* **Given records**
== Segment start ==
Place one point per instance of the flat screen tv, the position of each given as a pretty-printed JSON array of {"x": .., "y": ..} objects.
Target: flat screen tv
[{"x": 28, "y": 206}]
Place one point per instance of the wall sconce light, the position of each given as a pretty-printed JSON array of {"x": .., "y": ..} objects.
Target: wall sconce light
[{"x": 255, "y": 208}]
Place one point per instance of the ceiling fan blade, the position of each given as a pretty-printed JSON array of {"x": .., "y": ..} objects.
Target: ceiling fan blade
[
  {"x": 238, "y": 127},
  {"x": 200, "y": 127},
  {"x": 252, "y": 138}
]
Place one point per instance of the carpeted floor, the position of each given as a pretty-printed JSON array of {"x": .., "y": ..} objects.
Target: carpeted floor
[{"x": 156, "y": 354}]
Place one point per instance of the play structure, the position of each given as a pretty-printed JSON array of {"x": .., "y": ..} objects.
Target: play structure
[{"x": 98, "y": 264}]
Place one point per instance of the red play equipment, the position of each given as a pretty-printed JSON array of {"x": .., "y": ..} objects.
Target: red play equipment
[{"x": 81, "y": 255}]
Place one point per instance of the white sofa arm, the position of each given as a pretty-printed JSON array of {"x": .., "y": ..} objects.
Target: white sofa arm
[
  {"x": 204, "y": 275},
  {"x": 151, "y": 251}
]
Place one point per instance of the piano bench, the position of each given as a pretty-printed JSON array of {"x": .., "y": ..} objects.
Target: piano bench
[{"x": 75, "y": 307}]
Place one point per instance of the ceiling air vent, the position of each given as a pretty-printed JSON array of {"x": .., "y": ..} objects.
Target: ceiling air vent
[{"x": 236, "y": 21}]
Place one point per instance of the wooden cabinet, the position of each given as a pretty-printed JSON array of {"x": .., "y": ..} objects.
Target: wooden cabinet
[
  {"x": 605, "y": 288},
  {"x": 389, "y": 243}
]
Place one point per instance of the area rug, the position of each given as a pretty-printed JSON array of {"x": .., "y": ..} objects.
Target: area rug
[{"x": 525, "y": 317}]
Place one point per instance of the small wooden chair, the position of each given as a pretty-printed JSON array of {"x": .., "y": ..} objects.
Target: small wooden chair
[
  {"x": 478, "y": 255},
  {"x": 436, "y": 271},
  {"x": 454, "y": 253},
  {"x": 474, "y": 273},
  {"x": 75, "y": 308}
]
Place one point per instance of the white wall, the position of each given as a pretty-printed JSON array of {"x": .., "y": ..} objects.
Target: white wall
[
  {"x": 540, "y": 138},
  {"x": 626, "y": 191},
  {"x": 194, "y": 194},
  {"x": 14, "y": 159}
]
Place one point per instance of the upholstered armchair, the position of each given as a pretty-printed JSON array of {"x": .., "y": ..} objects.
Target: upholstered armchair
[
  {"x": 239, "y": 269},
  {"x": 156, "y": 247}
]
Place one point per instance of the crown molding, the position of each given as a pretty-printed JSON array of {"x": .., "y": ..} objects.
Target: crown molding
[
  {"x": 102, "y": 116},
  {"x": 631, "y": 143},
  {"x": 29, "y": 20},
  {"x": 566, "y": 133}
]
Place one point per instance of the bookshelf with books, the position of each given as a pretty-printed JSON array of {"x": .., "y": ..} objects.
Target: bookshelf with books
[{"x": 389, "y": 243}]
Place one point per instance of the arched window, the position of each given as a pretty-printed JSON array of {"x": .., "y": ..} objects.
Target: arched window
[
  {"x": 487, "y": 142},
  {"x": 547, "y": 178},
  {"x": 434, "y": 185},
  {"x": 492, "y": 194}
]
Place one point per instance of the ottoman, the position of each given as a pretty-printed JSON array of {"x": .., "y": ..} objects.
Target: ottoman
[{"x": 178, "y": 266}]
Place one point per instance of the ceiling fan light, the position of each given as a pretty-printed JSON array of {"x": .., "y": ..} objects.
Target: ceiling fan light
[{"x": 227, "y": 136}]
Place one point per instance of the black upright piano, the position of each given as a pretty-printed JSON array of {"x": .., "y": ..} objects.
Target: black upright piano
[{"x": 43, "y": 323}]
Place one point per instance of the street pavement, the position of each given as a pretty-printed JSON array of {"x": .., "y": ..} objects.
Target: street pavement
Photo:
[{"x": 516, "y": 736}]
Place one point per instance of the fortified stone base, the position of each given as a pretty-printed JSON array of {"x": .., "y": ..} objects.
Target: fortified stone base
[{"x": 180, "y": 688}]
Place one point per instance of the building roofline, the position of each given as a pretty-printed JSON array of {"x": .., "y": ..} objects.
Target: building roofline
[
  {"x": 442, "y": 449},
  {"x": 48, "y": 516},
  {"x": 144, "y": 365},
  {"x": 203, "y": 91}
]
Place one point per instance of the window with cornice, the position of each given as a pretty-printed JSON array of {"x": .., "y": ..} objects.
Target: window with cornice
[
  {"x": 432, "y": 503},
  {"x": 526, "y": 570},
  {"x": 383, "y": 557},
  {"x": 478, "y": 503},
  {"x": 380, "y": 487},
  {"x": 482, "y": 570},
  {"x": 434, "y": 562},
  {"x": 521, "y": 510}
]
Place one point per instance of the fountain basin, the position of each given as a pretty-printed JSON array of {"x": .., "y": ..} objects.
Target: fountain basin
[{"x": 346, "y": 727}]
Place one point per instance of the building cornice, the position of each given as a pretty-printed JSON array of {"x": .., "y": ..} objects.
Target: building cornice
== Segment end ==
Your response should be an exact copy of all the records.

Place one point per instance of the flat screen tv, the position of each given as a pretty-printed JSON array of {"x": .., "y": ..} objects.
Target: flat screen tv
[{"x": 28, "y": 206}]
Place one point per instance of the wall sconce light, the position of each given as a pretty-printed JSON array of {"x": .., "y": ..} objects.
Target: wall sconce light
[{"x": 255, "y": 208}]
Place one point per instance of the ceiling fan blade, the position of each given as a pretty-printed JSON array of {"x": .., "y": ..} objects.
Target: ceiling fan blade
[
  {"x": 238, "y": 127},
  {"x": 200, "y": 127},
  {"x": 252, "y": 138}
]
Place one point per instance of the carpeted floor, the position of each given as a pretty-printed JSON array of {"x": .., "y": ..} objects.
Target: carpeted floor
[{"x": 156, "y": 354}]
Place one point per instance of the play structure, the position of each given as a pretty-printed JSON array of {"x": .., "y": ..} objects.
Target: play structure
[{"x": 98, "y": 264}]
Place one point per instance of the red play equipment, the position of each given as a pretty-printed JSON array of {"x": .., "y": ..} objects.
Target: red play equipment
[{"x": 81, "y": 255}]
Place one point per instance of the white sofa arm, the position of each given as a pretty-printed JSON array of {"x": .., "y": ..} objects.
Target: white sofa arm
[
  {"x": 204, "y": 275},
  {"x": 151, "y": 251}
]
Place one point per instance of the piano bench, the position of each given as a pretty-printed JSON array of {"x": .., "y": ..} objects.
Target: piano bench
[{"x": 75, "y": 307}]
Place one point per instance of the ceiling air vent, the position of each given as a pretty-printed JSON array of {"x": .., "y": ..} objects.
Target: ceiling air vent
[{"x": 236, "y": 21}]
Place one point per instance of the wooden cabinet, the position of each given as a pretty-printed JSON array of {"x": .., "y": ..} objects.
Target: wooden cabinet
[
  {"x": 605, "y": 288},
  {"x": 389, "y": 243}
]
Place one point per instance of the area rug, the position of each given as a pretty-printed JSON array of {"x": .., "y": ..} objects.
Target: area rug
[{"x": 525, "y": 317}]
Place one point per instance of the small wooden chair, the position of each given as a pretty-printed JSON array of {"x": .., "y": ..} objects.
Target: small wooden chair
[
  {"x": 478, "y": 255},
  {"x": 436, "y": 271},
  {"x": 454, "y": 253},
  {"x": 474, "y": 273},
  {"x": 75, "y": 308}
]
Place one point per instance of the white wall, the position of each given as a pretty-printed JSON array of {"x": .., "y": ..} objects.
Target: white wall
[
  {"x": 540, "y": 138},
  {"x": 626, "y": 191},
  {"x": 194, "y": 194},
  {"x": 14, "y": 159}
]
Place one point per instance of the upholstered armchair, the position of each given as a pretty-printed JSON array of {"x": .., "y": ..} objects.
Target: upholstered armchair
[
  {"x": 239, "y": 269},
  {"x": 156, "y": 247}
]
Place one point per instance of the crown molding, the position of each given as a pretty-printed JSON array of {"x": .., "y": ..} objects.
Target: crown molding
[
  {"x": 102, "y": 116},
  {"x": 631, "y": 143},
  {"x": 29, "y": 20},
  {"x": 566, "y": 133}
]
Place one point per instance of the bookshelf with books, the position of each given as a pretty-printed JSON array of {"x": .., "y": ..} objects.
Target: bookshelf with books
[{"x": 389, "y": 243}]
Place one point per instance of the arched window, the position of each given as a pretty-printed JSON array of {"x": .., "y": ..} objects.
Target: arched window
[
  {"x": 487, "y": 142},
  {"x": 547, "y": 178},
  {"x": 434, "y": 185},
  {"x": 492, "y": 194}
]
Place one point per instance of the ottoman, the position of each given as a pretty-printed JSON array of {"x": .., "y": ..} objects.
Target: ottoman
[{"x": 178, "y": 266}]
Place one point per instance of the ceiling fan light, the position of each given as a pretty-printed JSON array of {"x": .., "y": ..} objects.
Target: ceiling fan light
[{"x": 227, "y": 136}]
Place one point per instance of the black upright piano, the position of each given as a pretty-printed JSON array of {"x": .., "y": ..} objects.
Target: black upright piano
[{"x": 43, "y": 323}]
Place one point per instance of the street pavement, the position of each given as a pretty-printed JSON array of {"x": .., "y": ..} objects.
Target: street pavement
Photo:
[{"x": 516, "y": 736}]
Place one point per instance of the fortified stone base, the position of each given as a pretty-printed JSON array of {"x": .., "y": ..} objects.
Target: fortified stone base
[{"x": 180, "y": 688}]
Place one point per instance of the building roofline, the position of each given as a pretty-printed JSON array of {"x": .., "y": ..} objects.
Target: building roofline
[
  {"x": 442, "y": 449},
  {"x": 48, "y": 516},
  {"x": 144, "y": 365},
  {"x": 203, "y": 91}
]
Place one point per instance of the window with cornice, the position of each given as a pretty-printed JSON array of {"x": .., "y": ..} objects.
Target: window with cornice
[
  {"x": 432, "y": 503},
  {"x": 526, "y": 570},
  {"x": 383, "y": 557},
  {"x": 478, "y": 503},
  {"x": 380, "y": 487},
  {"x": 482, "y": 570},
  {"x": 434, "y": 562},
  {"x": 521, "y": 510}
]
Place one point per instance of the fountain basin, the position of each given as a pretty-printed JSON array of {"x": .., "y": ..} objects.
Target: fountain basin
[{"x": 346, "y": 727}]
Place one point per instance of the building cornice, the position of each given as a pretty-printed JSON array of {"x": .., "y": ..} objects.
Target: building cornice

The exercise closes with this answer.